━━━ Supplied material

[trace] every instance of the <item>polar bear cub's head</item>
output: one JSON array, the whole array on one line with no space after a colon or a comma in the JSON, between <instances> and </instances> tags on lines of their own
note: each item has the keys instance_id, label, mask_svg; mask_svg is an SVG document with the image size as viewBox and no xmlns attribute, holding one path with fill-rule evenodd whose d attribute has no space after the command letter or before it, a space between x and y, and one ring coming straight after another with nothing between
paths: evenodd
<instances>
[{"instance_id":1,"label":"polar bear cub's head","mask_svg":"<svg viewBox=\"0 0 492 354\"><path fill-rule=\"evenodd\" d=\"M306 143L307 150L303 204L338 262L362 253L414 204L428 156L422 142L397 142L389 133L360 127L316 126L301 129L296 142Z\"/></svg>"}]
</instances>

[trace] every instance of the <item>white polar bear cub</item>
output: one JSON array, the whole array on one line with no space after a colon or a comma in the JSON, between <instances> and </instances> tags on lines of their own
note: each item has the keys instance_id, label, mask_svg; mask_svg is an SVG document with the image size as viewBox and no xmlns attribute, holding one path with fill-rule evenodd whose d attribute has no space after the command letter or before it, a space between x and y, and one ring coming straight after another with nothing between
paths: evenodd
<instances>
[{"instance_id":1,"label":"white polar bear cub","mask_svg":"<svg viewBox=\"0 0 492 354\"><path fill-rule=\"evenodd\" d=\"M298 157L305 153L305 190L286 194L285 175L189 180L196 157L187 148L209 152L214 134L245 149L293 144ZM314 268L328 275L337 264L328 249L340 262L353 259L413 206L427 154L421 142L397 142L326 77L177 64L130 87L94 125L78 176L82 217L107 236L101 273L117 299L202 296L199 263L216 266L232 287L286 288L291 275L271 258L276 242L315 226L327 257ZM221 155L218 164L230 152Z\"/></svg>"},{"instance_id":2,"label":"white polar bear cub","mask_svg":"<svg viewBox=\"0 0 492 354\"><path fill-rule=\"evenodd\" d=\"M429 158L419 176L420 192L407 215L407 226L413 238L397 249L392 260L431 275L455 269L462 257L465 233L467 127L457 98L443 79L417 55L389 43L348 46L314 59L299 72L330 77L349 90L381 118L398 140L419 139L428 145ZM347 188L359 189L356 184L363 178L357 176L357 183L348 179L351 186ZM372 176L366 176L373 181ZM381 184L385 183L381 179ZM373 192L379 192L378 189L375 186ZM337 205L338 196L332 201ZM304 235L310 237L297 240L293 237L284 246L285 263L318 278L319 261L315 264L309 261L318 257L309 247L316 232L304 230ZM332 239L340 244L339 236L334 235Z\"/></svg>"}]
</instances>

━━━━━━

> **Directions for this task**
Rewrite every line of the listing above, changing "JSON array" to "JSON list" and leaving everything else untouched.

> **Finished answer**
[trace] every instance of the <item>polar bear cub's head</item>
output: one JSON list, the whole array on one line with no space after a colon or a comma in the JSON, between <instances> and </instances> tags on lines of their own
note: each item has the keys instance_id, label, mask_svg; mask_svg is an SVG document with the image size as viewBox and no xmlns attribute, holding one path with fill-rule evenodd whose d attribute has no space after the command letter or before it, a space between x and y, and one ring coming straight after another with nothing between
paths: evenodd
<instances>
[{"instance_id":1,"label":"polar bear cub's head","mask_svg":"<svg viewBox=\"0 0 492 354\"><path fill-rule=\"evenodd\" d=\"M306 143L307 150L303 204L338 262L362 253L414 204L428 156L422 142L397 142L389 133L360 127L316 126L301 129L296 142Z\"/></svg>"}]
</instances>

[trace] every instance of the <item>white polar bear cub</item>
output: one JSON list, the whole array on one line with no space after a colon or a comma in the JSON, between <instances> and </instances> tags on lines of their own
note: each item has the keys instance_id, label, mask_svg; mask_svg is an SVG document with the image size as viewBox and no xmlns attribute, holding one path with fill-rule evenodd whose d attribute has no space after the command letter or before it, a space between x and y, and one ring coming straight after another with nothing between
paths: evenodd
<instances>
[{"instance_id":1,"label":"white polar bear cub","mask_svg":"<svg viewBox=\"0 0 492 354\"><path fill-rule=\"evenodd\" d=\"M298 157L305 153L305 190L286 194L285 175L189 180L196 157L187 148L209 152L214 134L245 149L293 144ZM314 268L328 275L337 264L328 249L340 262L353 259L413 206L427 154L421 142L397 142L326 77L177 64L130 87L94 125L78 176L82 217L107 236L101 273L117 299L202 296L199 263L216 266L232 287L286 288L291 275L271 258L276 242L315 226L327 257ZM221 155L218 164L230 152Z\"/></svg>"},{"instance_id":2,"label":"white polar bear cub","mask_svg":"<svg viewBox=\"0 0 492 354\"><path fill-rule=\"evenodd\" d=\"M429 158L419 176L420 192L407 215L407 226L413 238L397 249L392 260L431 275L455 269L462 257L465 233L467 127L457 98L443 79L417 55L389 43L348 46L314 59L299 72L330 77L349 90L381 118L398 140L419 139L428 145ZM347 188L359 189L356 184L363 178L357 176L357 183L348 179L351 186ZM372 176L366 176L373 181ZM381 184L385 183L381 179ZM373 192L379 192L378 189L375 186ZM337 205L338 196L332 201ZM304 235L310 237L297 240L293 237L284 246L285 263L318 278L319 261L315 264L309 261L318 257L309 247L316 232L304 230ZM332 239L340 244L339 236L334 235Z\"/></svg>"}]
</instances>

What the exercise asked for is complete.